● **EXERCISE DESCRIPTION**
The lines below that include "flame" are to be found and copied.

═══ RECORD SET ═══

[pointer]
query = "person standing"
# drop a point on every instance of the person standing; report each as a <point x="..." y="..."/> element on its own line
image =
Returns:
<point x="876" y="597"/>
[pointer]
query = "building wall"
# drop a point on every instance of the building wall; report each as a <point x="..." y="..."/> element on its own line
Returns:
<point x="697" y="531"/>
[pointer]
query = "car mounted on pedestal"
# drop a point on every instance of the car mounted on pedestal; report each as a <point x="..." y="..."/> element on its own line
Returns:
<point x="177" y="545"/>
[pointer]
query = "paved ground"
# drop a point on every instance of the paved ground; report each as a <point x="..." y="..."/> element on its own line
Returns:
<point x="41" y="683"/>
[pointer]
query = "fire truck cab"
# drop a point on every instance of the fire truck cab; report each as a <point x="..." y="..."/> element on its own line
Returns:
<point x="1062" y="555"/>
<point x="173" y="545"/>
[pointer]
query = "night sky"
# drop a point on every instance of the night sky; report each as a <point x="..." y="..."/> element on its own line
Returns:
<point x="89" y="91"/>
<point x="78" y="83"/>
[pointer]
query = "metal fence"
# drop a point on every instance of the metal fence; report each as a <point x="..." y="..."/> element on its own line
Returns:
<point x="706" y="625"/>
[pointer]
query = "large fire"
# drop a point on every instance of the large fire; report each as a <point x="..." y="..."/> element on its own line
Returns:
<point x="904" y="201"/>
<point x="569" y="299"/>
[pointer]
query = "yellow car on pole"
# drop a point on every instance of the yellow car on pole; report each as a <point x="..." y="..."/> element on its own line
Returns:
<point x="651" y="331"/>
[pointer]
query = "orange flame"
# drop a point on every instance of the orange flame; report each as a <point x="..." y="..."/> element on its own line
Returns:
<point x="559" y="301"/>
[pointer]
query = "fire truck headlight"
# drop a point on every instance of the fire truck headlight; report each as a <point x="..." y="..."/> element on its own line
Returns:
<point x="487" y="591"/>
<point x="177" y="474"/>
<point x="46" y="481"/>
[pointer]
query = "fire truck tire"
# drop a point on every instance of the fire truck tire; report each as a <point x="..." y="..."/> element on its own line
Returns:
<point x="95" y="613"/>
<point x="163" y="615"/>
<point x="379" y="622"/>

═══

● **WRITTEN RESPONSE**
query = "orange flame"
# drop a point on every instance of the orange flame; report each as a <point x="..." y="..."/> element on its own line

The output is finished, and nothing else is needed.